* **EXERCISE**:
Count how many lines in the material below contain the word "elderly", treating uppercase and lowercase as different. Reply with that number only.
##### THE DATA #####
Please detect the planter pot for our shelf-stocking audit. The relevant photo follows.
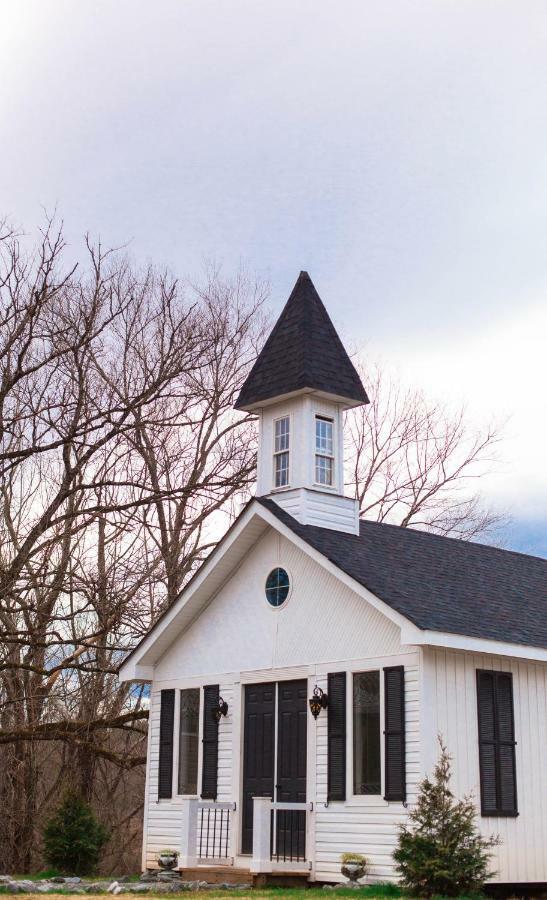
[158,853,178,869]
[342,863,366,884]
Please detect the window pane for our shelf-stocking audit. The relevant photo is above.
[179,688,199,794]
[315,456,332,485]
[274,453,289,487]
[266,568,290,606]
[274,416,290,453]
[315,416,332,456]
[353,672,382,794]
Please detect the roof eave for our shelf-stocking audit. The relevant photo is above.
[401,625,547,662]
[235,387,370,412]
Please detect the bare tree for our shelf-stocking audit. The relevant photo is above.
[347,367,503,539]
[0,222,264,870]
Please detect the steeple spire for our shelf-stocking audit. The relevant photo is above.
[235,272,368,410]
[236,272,368,534]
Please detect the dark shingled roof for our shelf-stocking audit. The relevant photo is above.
[257,497,547,648]
[235,272,368,409]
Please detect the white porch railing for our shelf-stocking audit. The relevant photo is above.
[250,797,313,874]
[179,797,313,874]
[179,799,236,869]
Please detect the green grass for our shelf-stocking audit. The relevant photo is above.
[0,884,485,900]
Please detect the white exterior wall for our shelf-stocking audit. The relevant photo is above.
[143,531,420,881]
[423,649,547,883]
[315,654,420,881]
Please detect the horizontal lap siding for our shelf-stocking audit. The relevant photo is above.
[144,684,234,868]
[315,663,420,881]
[424,650,547,883]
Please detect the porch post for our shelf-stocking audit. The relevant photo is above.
[179,797,198,869]
[251,797,272,872]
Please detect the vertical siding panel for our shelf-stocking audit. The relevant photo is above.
[425,650,547,882]
[315,655,422,881]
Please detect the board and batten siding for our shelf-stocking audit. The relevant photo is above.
[423,649,547,883]
[142,682,234,869]
[315,653,420,881]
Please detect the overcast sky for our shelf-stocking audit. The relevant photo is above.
[0,0,547,556]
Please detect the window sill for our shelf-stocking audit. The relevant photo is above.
[344,794,389,809]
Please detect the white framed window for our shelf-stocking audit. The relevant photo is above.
[274,416,291,487]
[315,416,334,487]
[352,669,382,797]
[177,688,200,796]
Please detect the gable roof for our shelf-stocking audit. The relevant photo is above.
[119,497,547,681]
[257,498,547,648]
[235,272,368,409]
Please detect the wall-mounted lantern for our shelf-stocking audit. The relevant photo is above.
[211,697,228,722]
[308,685,329,719]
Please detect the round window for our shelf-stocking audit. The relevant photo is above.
[266,569,290,606]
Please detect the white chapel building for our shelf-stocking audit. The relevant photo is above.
[120,272,547,885]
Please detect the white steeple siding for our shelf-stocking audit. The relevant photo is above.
[256,391,359,534]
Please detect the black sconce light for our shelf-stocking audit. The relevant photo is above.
[211,697,228,722]
[308,685,329,719]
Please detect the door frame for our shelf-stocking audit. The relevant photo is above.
[232,666,316,881]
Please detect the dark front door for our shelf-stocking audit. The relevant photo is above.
[275,681,308,859]
[241,684,275,853]
[241,680,307,859]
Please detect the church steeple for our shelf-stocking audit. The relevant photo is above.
[235,272,368,533]
[235,272,368,410]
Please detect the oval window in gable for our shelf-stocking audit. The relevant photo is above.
[266,568,291,607]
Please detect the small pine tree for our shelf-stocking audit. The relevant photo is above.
[44,793,109,875]
[393,738,499,897]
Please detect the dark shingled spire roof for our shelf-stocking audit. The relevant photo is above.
[235,272,368,409]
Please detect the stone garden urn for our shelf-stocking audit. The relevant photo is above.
[158,850,179,870]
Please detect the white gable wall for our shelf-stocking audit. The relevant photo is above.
[143,530,420,880]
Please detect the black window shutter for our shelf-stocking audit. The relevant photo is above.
[327,672,346,800]
[158,690,175,800]
[384,666,406,801]
[201,684,220,800]
[477,669,518,816]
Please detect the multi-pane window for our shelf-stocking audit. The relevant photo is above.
[179,688,199,794]
[353,672,382,794]
[315,416,334,487]
[274,416,290,487]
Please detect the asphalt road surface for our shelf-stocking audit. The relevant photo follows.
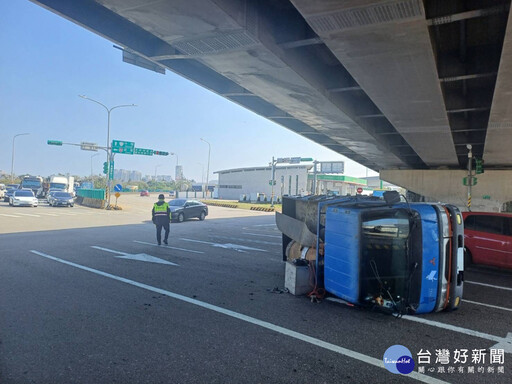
[0,196,512,384]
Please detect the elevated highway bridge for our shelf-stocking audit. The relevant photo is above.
[33,0,512,210]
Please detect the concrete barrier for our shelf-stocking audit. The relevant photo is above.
[76,197,105,209]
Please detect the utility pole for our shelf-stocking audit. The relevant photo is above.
[466,144,473,212]
[270,156,276,207]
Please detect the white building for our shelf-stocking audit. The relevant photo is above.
[214,164,313,201]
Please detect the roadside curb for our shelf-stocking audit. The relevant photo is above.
[250,207,275,212]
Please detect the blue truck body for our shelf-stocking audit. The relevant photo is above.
[276,196,464,314]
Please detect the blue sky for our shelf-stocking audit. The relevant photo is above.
[0,0,375,181]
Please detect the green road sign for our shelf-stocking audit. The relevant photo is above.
[112,140,135,155]
[475,159,484,175]
[108,161,114,180]
[133,148,153,156]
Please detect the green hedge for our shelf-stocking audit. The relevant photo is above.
[77,189,105,200]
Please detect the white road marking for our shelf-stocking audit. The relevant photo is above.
[30,250,446,384]
[133,240,204,253]
[209,235,281,246]
[91,245,178,266]
[462,299,512,312]
[464,281,512,291]
[0,213,20,217]
[180,238,265,252]
[16,212,41,217]
[244,232,283,239]
[402,315,512,353]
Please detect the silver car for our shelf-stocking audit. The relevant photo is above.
[9,189,38,207]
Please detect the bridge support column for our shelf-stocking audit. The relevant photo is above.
[380,169,512,212]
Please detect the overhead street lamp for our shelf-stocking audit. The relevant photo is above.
[91,153,100,181]
[11,133,30,183]
[78,95,136,208]
[201,137,212,197]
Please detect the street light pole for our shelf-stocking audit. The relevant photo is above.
[78,95,136,208]
[11,133,30,183]
[170,152,179,180]
[201,137,212,197]
[155,164,162,179]
[91,153,100,181]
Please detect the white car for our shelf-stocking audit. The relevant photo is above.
[9,189,38,207]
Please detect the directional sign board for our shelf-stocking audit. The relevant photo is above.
[133,148,153,156]
[112,140,135,155]
[80,141,98,152]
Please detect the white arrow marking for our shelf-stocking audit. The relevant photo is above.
[180,238,265,252]
[91,245,178,266]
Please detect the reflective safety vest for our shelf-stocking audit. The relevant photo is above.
[153,203,169,217]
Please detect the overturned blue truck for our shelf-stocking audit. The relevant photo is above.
[276,191,464,314]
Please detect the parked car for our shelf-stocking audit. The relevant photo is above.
[462,212,512,269]
[169,199,208,223]
[9,189,38,207]
[4,187,18,203]
[48,191,75,207]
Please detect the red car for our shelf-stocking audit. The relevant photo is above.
[462,212,512,269]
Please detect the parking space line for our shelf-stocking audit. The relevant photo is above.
[133,240,204,254]
[30,250,446,383]
[12,212,41,217]
[209,235,281,246]
[462,299,512,312]
[0,213,20,218]
[464,281,512,291]
[244,232,282,239]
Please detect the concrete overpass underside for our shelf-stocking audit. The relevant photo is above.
[33,0,512,210]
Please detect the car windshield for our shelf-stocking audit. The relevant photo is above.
[169,199,187,207]
[53,192,71,199]
[14,191,34,197]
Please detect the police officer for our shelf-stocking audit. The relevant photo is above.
[151,194,171,245]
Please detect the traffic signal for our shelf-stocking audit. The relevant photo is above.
[475,158,484,175]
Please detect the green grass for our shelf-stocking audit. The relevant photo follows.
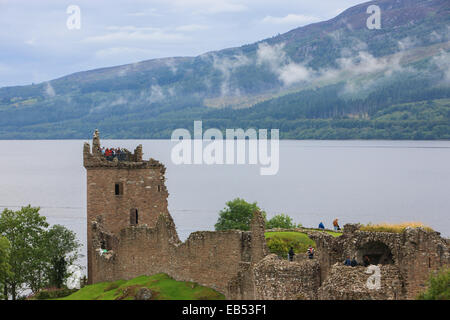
[359,222,433,233]
[58,273,225,300]
[264,229,342,258]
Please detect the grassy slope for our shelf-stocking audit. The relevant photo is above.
[59,273,225,300]
[265,229,342,257]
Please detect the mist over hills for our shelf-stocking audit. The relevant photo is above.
[0,0,450,139]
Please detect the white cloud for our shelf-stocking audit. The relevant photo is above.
[172,0,248,14]
[256,43,314,86]
[95,47,153,59]
[262,13,320,26]
[175,24,209,32]
[84,26,188,44]
[279,63,312,86]
[45,82,56,97]
[213,55,252,96]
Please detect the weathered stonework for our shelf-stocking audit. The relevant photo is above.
[253,254,320,300]
[84,133,267,299]
[309,224,450,299]
[318,263,405,300]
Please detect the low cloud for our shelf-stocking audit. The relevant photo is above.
[45,82,56,97]
[262,13,320,26]
[213,54,253,96]
[175,24,209,32]
[256,43,314,86]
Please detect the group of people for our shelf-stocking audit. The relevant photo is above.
[344,256,370,267]
[101,147,128,161]
[288,246,314,261]
[319,219,341,231]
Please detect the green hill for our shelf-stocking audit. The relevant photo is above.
[59,273,225,300]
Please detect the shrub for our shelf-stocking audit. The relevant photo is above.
[418,267,450,300]
[214,198,266,231]
[34,288,77,300]
[359,222,433,233]
[266,213,301,229]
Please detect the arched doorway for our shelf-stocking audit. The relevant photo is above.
[130,209,139,226]
[356,241,394,265]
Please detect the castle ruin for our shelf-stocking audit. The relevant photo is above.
[83,131,450,299]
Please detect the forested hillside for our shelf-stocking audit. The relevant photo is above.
[0,0,450,139]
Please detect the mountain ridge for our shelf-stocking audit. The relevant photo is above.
[0,0,450,139]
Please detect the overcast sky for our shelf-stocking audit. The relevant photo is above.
[0,0,365,87]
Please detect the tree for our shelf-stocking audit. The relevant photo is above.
[0,206,48,300]
[419,268,450,300]
[0,206,79,300]
[266,213,301,229]
[45,224,80,288]
[214,198,266,231]
[0,236,11,298]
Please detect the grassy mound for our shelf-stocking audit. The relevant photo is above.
[359,222,433,233]
[59,273,225,300]
[264,231,342,258]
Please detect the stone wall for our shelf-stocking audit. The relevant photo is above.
[92,215,268,297]
[84,132,450,299]
[310,225,450,299]
[253,254,320,300]
[83,137,169,283]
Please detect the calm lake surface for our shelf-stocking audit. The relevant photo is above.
[0,140,450,270]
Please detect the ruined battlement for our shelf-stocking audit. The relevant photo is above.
[83,130,450,299]
[83,130,166,173]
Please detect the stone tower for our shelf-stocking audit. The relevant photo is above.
[83,130,169,283]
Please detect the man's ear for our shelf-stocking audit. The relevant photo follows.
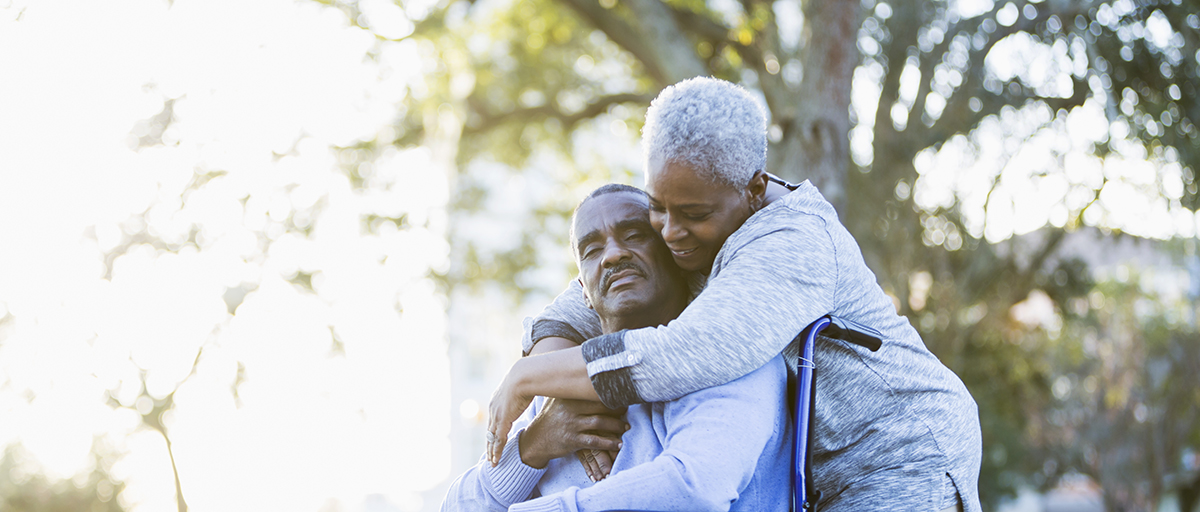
[575,277,595,309]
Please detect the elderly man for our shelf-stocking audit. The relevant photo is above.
[442,185,791,512]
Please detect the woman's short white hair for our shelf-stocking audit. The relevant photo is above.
[642,77,767,187]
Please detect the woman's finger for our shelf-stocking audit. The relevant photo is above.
[583,416,626,436]
[578,434,620,450]
[592,450,617,482]
[575,450,600,482]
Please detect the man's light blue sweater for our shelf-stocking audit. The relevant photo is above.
[442,356,791,512]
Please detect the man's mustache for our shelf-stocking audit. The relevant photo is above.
[600,261,646,291]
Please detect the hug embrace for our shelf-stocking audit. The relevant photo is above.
[442,78,982,512]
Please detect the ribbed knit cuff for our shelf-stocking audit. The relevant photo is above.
[484,429,546,505]
[509,489,575,512]
[583,331,643,409]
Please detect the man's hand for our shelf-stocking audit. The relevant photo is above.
[521,398,628,481]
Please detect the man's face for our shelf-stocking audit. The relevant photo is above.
[575,192,682,320]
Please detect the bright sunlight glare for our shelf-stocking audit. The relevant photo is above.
[0,0,451,512]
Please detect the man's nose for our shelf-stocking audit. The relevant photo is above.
[601,240,631,267]
[662,213,688,245]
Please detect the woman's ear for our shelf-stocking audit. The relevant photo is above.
[746,170,767,211]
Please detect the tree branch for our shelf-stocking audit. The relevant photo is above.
[560,0,671,85]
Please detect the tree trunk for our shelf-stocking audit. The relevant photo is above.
[770,0,863,215]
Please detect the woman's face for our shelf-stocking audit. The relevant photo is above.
[646,163,767,275]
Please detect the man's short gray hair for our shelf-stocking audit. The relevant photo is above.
[642,77,767,187]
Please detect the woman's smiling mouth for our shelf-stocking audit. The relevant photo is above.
[671,247,696,258]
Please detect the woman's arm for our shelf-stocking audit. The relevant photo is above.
[486,347,600,465]
[521,279,600,355]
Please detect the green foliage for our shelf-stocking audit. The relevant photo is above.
[0,442,125,512]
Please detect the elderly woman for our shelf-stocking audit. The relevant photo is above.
[487,78,982,511]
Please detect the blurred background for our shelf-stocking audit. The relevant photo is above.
[0,0,1200,512]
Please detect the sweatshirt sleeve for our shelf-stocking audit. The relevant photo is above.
[521,279,600,355]
[509,356,791,512]
[583,217,838,408]
[442,397,546,512]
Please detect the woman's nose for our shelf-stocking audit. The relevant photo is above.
[662,213,688,245]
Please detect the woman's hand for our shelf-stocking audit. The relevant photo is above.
[575,450,618,482]
[486,360,533,466]
[486,347,600,466]
[521,398,629,482]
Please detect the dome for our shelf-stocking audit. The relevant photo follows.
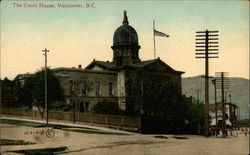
[113,11,138,46]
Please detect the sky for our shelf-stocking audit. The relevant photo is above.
[0,0,250,79]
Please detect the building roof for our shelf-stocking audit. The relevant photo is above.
[111,58,184,74]
[113,10,138,46]
[85,59,116,70]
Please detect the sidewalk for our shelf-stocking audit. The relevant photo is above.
[0,115,137,134]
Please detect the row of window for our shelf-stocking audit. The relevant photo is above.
[70,80,113,95]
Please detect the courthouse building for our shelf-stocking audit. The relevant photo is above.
[53,11,184,115]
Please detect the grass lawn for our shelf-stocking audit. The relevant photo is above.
[10,146,68,155]
[1,119,128,135]
[0,139,36,146]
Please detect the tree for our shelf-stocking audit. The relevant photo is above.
[1,78,23,107]
[24,69,64,117]
[126,71,204,134]
[92,100,122,115]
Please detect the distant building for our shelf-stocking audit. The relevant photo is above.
[14,73,33,85]
[16,12,185,130]
[209,103,238,129]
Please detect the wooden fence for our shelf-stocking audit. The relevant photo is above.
[1,108,140,131]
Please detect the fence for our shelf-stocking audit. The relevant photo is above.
[1,108,140,130]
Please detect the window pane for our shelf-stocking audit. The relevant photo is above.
[95,81,101,95]
[109,82,113,95]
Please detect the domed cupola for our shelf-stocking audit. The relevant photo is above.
[111,10,140,66]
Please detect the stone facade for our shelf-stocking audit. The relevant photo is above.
[53,12,184,115]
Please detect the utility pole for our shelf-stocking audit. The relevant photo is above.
[195,30,219,137]
[42,48,49,124]
[215,72,229,137]
[212,79,218,137]
[197,89,200,103]
[229,94,232,103]
[225,91,227,103]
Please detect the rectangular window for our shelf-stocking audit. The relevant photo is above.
[109,82,113,95]
[82,81,87,94]
[84,102,89,112]
[95,81,101,95]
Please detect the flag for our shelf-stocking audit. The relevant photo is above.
[154,30,169,37]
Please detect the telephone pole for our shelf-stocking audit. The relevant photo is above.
[42,48,49,124]
[195,30,219,137]
[212,78,218,137]
[215,72,229,137]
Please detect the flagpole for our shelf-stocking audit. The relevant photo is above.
[153,20,156,59]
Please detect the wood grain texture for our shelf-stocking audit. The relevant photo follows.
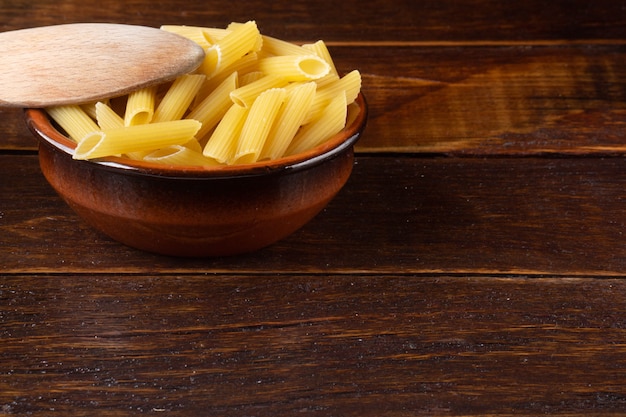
[0,23,204,108]
[0,156,626,275]
[0,0,626,417]
[0,274,626,417]
[0,0,626,44]
[0,45,626,156]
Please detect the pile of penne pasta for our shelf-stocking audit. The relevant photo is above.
[46,21,361,165]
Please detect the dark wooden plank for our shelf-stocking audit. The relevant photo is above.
[0,156,626,275]
[0,45,626,155]
[0,275,626,417]
[0,0,626,43]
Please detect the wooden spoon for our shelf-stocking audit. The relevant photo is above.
[0,23,204,107]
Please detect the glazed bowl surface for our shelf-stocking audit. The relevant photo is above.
[25,95,367,257]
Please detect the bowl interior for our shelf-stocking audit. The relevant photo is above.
[25,94,368,178]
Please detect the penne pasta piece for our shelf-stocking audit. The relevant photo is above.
[226,22,263,52]
[239,71,265,88]
[46,105,100,142]
[235,88,287,164]
[202,27,231,43]
[160,25,215,49]
[152,74,206,123]
[124,87,156,126]
[73,120,200,159]
[230,75,288,107]
[304,70,361,124]
[143,145,218,166]
[286,92,348,155]
[80,102,96,120]
[302,40,338,75]
[199,21,261,78]
[202,104,248,163]
[259,55,330,81]
[96,102,124,130]
[261,35,311,55]
[259,82,317,160]
[187,72,237,140]
[198,52,258,101]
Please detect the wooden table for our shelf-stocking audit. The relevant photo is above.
[0,0,626,417]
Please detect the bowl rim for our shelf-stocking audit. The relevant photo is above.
[24,93,368,179]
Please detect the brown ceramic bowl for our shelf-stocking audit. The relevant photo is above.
[25,95,367,257]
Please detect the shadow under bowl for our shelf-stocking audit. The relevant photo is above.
[25,95,367,257]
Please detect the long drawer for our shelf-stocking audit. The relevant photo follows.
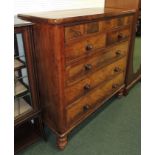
#####
* **SOLUTION**:
2